* **Task instructions**
1. Update the stretch from "The government’s on-going" through "all by 2019." in the energy policy excerpt, replacing "affordable" with "low-cost".
2. According to the energy policy excerpt, what share of India's energy mix does coal account for?
>> Begin Selected extract
The government’s on-going energy sector policies aim “to provide access to affordable, reliable, sustainable and modern energy”. At the convergence of its domestic goals and the global development agenda, it also intends to hit the following milestones on the way –

  • Make available 24×7 power to all by 2019.
  • Achieve 175 GW of renewable energy generation capacity by 2022.
  • Reduce imports of oil and gas by 10 per cent by 2022-23.
  • Continue to reduce emission intensity of GDP in a manner that will help India achieve the intended nationally determined contribution (INDC) target of 2030.

Current Situation

India’s energy mix is dominated by coal with a 49.6 per cent share, followed by oil (28 per cent), biomass (11.6 per cent), gas (7.3 per cent), renewable and clean energy (2.2 per cent) and nuclear energy (1.2 per cent). India is the world’s third largest energy consumer.

  • However, in 2017, its per capita energy consumption was about 625.6 kilogram of oil equivalent (kgoe) against the world average of 1860 kgoe. The US and China’s per capita energy consumption in 2015 was 6800 kgoe and 2170 kgoe, respectively.
  • In the power sector, the all-India installed power capacity is about 334 GW, including 62 GW of renewable energy. The energy sub-sectors continue to face challenges.
>> End Selected extract
>> Begin Material provided
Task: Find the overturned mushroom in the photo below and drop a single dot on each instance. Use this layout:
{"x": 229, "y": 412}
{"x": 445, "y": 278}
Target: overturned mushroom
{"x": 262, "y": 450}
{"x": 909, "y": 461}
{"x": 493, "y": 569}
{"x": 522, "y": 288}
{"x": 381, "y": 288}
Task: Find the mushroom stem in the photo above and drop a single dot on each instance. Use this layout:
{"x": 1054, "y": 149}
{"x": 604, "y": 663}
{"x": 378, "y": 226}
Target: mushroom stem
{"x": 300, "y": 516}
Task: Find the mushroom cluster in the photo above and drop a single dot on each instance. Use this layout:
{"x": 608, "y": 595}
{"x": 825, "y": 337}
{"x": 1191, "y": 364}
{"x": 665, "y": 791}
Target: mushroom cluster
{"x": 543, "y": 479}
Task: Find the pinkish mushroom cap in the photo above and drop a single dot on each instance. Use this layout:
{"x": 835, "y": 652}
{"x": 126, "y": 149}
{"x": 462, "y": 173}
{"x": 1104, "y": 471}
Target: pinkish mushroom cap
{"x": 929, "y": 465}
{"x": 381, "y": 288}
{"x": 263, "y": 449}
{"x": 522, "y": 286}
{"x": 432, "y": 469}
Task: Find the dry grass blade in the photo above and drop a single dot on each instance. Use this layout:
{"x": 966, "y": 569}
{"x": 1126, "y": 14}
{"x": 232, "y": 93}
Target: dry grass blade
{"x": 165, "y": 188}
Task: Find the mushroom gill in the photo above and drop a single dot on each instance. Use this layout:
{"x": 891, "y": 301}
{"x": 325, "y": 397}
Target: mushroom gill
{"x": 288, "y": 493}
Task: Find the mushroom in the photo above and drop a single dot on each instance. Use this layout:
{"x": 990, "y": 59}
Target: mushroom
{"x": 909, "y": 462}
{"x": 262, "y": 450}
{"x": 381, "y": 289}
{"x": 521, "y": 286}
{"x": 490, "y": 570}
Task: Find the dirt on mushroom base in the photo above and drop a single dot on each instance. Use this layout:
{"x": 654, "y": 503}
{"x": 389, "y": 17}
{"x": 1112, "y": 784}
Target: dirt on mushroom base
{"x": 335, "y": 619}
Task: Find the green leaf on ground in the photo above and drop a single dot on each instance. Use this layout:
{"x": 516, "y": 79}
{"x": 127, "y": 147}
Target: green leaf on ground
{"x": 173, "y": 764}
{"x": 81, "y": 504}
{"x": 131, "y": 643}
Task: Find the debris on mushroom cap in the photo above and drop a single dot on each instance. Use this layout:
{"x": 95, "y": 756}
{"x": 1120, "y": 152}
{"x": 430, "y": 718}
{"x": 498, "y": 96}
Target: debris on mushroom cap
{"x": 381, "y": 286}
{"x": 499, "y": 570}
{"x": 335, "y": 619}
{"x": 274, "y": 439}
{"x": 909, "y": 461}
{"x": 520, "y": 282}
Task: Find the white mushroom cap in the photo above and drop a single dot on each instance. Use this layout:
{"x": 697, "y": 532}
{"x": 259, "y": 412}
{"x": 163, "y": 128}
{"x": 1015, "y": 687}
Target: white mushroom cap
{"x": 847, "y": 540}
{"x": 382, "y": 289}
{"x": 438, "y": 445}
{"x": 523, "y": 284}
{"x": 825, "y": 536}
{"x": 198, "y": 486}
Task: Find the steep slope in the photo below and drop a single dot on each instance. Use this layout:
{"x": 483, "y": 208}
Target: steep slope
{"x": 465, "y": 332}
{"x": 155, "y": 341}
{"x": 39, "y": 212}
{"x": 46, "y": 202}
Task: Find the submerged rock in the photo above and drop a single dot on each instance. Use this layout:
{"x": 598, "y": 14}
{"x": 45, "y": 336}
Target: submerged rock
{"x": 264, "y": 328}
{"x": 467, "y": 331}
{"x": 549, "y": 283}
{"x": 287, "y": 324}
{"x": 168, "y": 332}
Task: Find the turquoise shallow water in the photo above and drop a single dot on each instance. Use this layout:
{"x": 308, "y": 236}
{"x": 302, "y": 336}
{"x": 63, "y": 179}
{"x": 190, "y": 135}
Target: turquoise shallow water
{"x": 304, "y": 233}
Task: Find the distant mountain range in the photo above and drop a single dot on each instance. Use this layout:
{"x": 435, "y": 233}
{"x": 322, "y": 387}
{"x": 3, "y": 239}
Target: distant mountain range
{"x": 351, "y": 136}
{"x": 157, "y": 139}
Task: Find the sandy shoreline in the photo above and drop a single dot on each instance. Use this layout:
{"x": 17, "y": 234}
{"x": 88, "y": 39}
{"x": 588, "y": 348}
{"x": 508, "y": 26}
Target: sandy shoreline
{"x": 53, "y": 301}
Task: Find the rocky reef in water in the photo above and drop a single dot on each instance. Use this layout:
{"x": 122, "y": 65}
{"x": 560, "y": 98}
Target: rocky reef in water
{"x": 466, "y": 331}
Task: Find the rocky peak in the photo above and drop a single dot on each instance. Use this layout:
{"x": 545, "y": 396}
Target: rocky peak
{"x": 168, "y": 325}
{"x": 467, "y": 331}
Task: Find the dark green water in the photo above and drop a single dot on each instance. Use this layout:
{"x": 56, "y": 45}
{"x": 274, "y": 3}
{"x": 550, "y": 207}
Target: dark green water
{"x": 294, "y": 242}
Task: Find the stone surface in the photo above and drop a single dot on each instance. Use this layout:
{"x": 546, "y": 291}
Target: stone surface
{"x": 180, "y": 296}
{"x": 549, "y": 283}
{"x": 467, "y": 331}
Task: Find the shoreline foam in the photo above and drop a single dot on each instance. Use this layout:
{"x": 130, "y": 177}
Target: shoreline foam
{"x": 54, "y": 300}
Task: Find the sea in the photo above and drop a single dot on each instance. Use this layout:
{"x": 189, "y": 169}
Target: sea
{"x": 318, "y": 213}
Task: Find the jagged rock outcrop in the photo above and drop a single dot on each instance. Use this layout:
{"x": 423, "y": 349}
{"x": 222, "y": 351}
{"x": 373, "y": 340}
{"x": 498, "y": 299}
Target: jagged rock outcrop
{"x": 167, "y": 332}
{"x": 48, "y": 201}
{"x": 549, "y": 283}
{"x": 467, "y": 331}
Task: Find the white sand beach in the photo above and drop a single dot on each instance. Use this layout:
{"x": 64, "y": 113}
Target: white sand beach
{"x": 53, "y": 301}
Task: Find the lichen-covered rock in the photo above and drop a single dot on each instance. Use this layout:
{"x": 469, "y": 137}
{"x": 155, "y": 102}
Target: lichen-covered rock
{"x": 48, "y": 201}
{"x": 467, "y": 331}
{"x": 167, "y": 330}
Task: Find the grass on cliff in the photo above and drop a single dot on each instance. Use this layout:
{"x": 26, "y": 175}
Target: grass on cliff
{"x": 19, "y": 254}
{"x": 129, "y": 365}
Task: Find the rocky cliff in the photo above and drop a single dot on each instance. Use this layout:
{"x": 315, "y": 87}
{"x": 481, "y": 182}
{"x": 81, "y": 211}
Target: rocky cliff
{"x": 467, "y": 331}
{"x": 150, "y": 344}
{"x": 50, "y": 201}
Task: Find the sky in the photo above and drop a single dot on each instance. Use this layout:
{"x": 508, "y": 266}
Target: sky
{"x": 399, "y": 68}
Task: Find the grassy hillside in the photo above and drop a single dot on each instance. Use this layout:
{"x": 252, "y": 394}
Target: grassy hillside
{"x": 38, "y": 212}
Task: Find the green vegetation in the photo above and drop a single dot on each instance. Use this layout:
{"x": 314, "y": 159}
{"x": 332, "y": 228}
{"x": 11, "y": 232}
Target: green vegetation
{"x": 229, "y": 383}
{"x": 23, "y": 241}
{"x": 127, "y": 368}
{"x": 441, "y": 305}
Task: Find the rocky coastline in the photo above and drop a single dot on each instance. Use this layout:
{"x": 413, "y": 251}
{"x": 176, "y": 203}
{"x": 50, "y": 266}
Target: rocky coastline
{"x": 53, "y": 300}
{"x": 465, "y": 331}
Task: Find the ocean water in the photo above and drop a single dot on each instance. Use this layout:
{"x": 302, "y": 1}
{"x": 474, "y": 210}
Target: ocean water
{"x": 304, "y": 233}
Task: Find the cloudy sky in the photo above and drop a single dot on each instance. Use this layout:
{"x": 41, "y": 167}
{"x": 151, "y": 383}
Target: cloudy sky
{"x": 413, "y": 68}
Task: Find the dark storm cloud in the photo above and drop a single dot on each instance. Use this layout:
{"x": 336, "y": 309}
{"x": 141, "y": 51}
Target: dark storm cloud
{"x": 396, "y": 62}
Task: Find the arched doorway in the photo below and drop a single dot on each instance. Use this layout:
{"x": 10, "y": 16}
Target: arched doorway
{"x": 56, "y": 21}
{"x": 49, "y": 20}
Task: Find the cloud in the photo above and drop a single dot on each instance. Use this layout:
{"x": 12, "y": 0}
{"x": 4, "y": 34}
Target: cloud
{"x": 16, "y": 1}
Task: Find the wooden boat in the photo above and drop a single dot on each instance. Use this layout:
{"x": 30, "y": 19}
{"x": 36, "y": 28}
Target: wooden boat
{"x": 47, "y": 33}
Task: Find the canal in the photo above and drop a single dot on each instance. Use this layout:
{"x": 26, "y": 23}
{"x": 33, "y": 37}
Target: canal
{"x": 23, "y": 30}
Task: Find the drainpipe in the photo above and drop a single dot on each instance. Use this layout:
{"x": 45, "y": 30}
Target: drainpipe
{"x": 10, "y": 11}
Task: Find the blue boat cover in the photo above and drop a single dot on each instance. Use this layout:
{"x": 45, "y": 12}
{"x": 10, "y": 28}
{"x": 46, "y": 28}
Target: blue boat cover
>> End Material provided
* **Responses in order**
1.
The government’s on-going energy sector policies aim “to provide access to low-cost, reliable, sustainable and modern energy”. At the convergence of its domestic goals and the global development agenda, it also intends to hit the following milestones on the way –

  • Make available 24×7 power to all by 2019.

2. 49.6 per cent